Data for analysis:

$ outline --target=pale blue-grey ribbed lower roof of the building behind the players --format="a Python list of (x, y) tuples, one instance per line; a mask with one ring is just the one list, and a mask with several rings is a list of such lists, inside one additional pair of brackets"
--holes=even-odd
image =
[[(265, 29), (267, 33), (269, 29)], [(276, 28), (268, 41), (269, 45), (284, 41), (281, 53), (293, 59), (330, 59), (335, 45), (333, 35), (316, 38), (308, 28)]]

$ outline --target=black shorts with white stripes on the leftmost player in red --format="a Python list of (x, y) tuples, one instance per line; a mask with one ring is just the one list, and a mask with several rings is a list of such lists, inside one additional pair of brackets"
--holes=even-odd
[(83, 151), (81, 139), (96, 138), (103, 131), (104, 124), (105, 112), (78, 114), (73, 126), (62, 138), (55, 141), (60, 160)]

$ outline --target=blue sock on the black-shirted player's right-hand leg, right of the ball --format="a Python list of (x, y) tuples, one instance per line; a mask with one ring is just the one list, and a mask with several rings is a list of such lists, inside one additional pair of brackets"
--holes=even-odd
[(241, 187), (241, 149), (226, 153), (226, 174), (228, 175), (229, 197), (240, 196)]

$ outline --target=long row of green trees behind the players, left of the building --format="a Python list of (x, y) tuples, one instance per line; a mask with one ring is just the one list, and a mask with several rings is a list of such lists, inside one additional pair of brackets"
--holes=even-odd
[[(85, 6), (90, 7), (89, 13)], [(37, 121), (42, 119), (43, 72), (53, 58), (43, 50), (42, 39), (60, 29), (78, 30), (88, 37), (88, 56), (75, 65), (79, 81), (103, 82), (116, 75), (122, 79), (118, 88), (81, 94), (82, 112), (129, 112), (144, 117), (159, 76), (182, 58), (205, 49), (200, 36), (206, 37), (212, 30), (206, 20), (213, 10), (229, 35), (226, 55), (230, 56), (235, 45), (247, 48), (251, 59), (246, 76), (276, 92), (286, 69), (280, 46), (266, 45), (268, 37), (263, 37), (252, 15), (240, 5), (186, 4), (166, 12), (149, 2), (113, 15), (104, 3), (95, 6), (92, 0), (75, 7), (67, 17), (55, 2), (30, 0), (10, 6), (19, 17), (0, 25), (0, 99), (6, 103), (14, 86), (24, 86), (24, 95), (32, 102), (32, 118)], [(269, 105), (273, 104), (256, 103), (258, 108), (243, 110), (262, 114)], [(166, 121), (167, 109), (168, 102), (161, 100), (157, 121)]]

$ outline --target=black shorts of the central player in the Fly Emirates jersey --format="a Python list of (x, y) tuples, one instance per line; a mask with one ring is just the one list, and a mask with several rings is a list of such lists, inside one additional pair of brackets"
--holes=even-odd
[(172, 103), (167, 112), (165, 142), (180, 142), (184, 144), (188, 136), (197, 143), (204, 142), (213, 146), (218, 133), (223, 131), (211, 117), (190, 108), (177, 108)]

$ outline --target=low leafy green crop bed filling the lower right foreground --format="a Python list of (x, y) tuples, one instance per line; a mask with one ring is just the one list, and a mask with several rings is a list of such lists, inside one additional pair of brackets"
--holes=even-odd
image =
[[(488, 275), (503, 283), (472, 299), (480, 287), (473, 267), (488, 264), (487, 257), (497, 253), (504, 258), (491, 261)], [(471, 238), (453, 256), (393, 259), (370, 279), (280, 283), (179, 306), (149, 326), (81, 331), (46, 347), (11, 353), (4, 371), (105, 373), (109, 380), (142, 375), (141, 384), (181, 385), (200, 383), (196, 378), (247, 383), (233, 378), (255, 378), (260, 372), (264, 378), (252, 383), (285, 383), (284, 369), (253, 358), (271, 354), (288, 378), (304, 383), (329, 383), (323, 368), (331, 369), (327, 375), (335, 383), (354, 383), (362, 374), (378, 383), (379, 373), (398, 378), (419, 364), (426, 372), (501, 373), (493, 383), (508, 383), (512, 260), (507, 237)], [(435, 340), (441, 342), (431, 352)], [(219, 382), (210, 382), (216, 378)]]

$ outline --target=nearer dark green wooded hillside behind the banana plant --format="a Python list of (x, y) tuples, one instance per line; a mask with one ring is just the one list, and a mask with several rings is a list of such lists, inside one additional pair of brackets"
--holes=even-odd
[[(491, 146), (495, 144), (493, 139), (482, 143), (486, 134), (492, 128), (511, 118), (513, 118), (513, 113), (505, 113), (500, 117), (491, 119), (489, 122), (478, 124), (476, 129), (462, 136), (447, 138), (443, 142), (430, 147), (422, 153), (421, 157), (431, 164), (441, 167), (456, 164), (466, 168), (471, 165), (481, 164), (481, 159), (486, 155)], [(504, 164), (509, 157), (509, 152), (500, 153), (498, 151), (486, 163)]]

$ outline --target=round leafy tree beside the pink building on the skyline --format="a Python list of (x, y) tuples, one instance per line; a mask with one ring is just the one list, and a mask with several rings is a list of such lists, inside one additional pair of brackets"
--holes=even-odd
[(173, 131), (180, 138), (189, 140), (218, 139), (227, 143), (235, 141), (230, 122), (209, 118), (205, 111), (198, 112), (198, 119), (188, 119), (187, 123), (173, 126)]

Prompt:
Every single entry above has to be copied exactly.

Solution to this exercise:
$ outline --target=pale blue-grey ribbed lower roof of the building behind the players --format="a Python list of (x, y) tuples, one instance per line; a mask with one ring is just the one list, and a mask with several rings is a list of such lists, inside one additional pair of brackets"
--holes=even-odd
image =
[[(265, 29), (267, 33), (269, 29)], [(276, 28), (268, 41), (269, 45), (284, 41), (281, 53), (293, 59), (330, 59), (335, 45), (333, 35), (316, 38), (308, 28)]]

$ outline --target=black shorts with white stripes on the leftmost player in red --format="a Python list of (x, y) tuples, one instance per line; a mask with one ring is just the one list, and a mask with several rings is a list of such lists, inside one additional pair of brackets"
--holes=even-odd
[(83, 151), (81, 139), (96, 138), (103, 131), (104, 124), (105, 112), (78, 114), (73, 126), (62, 138), (55, 141), (60, 160)]

$ outline --target=blue sock on the black-shirted player's right-hand leg, right of the ball --format="a Python list of (x, y) tuples, one instance per line; a mask with one ring is just the one list, and a mask with several rings is a list of such lists, inside one additional pair of brackets"
--holes=even-odd
[(241, 187), (241, 149), (226, 153), (226, 174), (228, 175), (229, 197), (240, 196)]

$ outline --target=long row of green trees behind the players, left of the building --format="a Python list of (x, y) tuples, one instance per line; a mask with one ring is just the one list, and a mask with several rings is a list of such lists, inside one additional pair of brackets"
--holes=even-odd
[[(85, 6), (90, 7), (89, 13)], [(37, 121), (42, 119), (43, 72), (53, 58), (43, 50), (42, 39), (60, 29), (78, 30), (88, 37), (88, 56), (75, 65), (79, 81), (103, 82), (116, 75), (122, 79), (118, 88), (81, 94), (82, 112), (129, 112), (144, 117), (159, 76), (182, 58), (205, 49), (200, 36), (206, 37), (212, 30), (206, 20), (213, 10), (229, 35), (226, 55), (230, 56), (235, 45), (247, 48), (251, 59), (246, 76), (276, 92), (286, 69), (280, 46), (266, 45), (268, 37), (263, 37), (252, 15), (240, 5), (186, 4), (166, 12), (149, 2), (113, 15), (104, 3), (95, 6), (92, 0), (75, 7), (67, 17), (55, 2), (30, 0), (10, 6), (19, 17), (0, 25), (0, 99), (6, 103), (14, 86), (24, 86), (24, 95), (32, 102), (32, 118)], [(269, 105), (273, 104), (256, 103), (258, 108), (243, 110), (262, 114)], [(166, 121), (167, 109), (168, 102), (161, 100), (157, 121)]]

$ outline --target=black shorts of the central player in the Fly Emirates jersey --format="a Python list of (x, y) tuples, one instance per line; a mask with one ring is just the one list, and a mask with several rings is a list of such lists, inside one additional pair of brackets"
--holes=even-odd
[(172, 103), (167, 112), (165, 142), (180, 142), (184, 144), (188, 136), (197, 143), (204, 142), (213, 146), (218, 133), (223, 131), (211, 117), (190, 108), (177, 108)]

$ outline --target=low leafy green crop bed filling the lower right foreground --format="a Python list of (x, y) tuples, one instance per line; a mask with one ring is just the one list, and a mask with several rings is a list of such lists, inside one additional pair of brackets"
--holes=even-odd
image =
[[(488, 275), (503, 283), (472, 299), (480, 287), (473, 267), (488, 264), (487, 257), (497, 253), (504, 258), (491, 261)], [(471, 238), (453, 256), (393, 259), (370, 279), (280, 283), (179, 306), (149, 326), (81, 331), (46, 347), (11, 353), (4, 371), (105, 373), (109, 380), (142, 375), (141, 384), (181, 385), (200, 383), (196, 378), (247, 383), (233, 378), (255, 378), (260, 372), (264, 378), (252, 383), (285, 383), (284, 369), (253, 358), (271, 354), (288, 378), (304, 383), (329, 383), (323, 368), (331, 369), (327, 375), (335, 383), (354, 383), (362, 374), (378, 383), (379, 373), (398, 378), (419, 364), (426, 372), (501, 373), (493, 383), (508, 383), (512, 260), (507, 237)], [(435, 340), (441, 342), (431, 352)], [(219, 382), (210, 382), (216, 378)]]

$ outline --target=nearer dark green wooded hillside behind the banana plant --format="a Python list of (x, y) tuples, one instance per line; a mask with one ring is just the one list, and a mask with several rings is a list of such lists, inside one additional pair of brackets"
--holes=even-odd
[[(491, 146), (495, 144), (493, 139), (482, 143), (486, 134), (492, 128), (511, 118), (513, 118), (513, 113), (505, 113), (500, 117), (491, 119), (489, 122), (478, 124), (476, 129), (462, 136), (447, 138), (443, 142), (430, 147), (422, 153), (421, 157), (431, 164), (441, 167), (456, 164), (466, 168), (471, 165), (481, 164), (481, 159), (486, 155)], [(504, 164), (509, 157), (509, 152), (500, 153), (498, 151), (486, 163)]]

$ outline --target=round leafy tree beside the pink building on the skyline --format="a Python list of (x, y) tuples, one instance per line; a mask with one ring is just the one list, and a mask with several rings is a list of such lists, inside one additional pair of brackets"
--holes=even-odd
[(173, 131), (180, 138), (189, 140), (218, 139), (227, 143), (235, 141), (230, 122), (209, 118), (205, 111), (198, 112), (198, 119), (188, 119), (187, 123), (173, 126)]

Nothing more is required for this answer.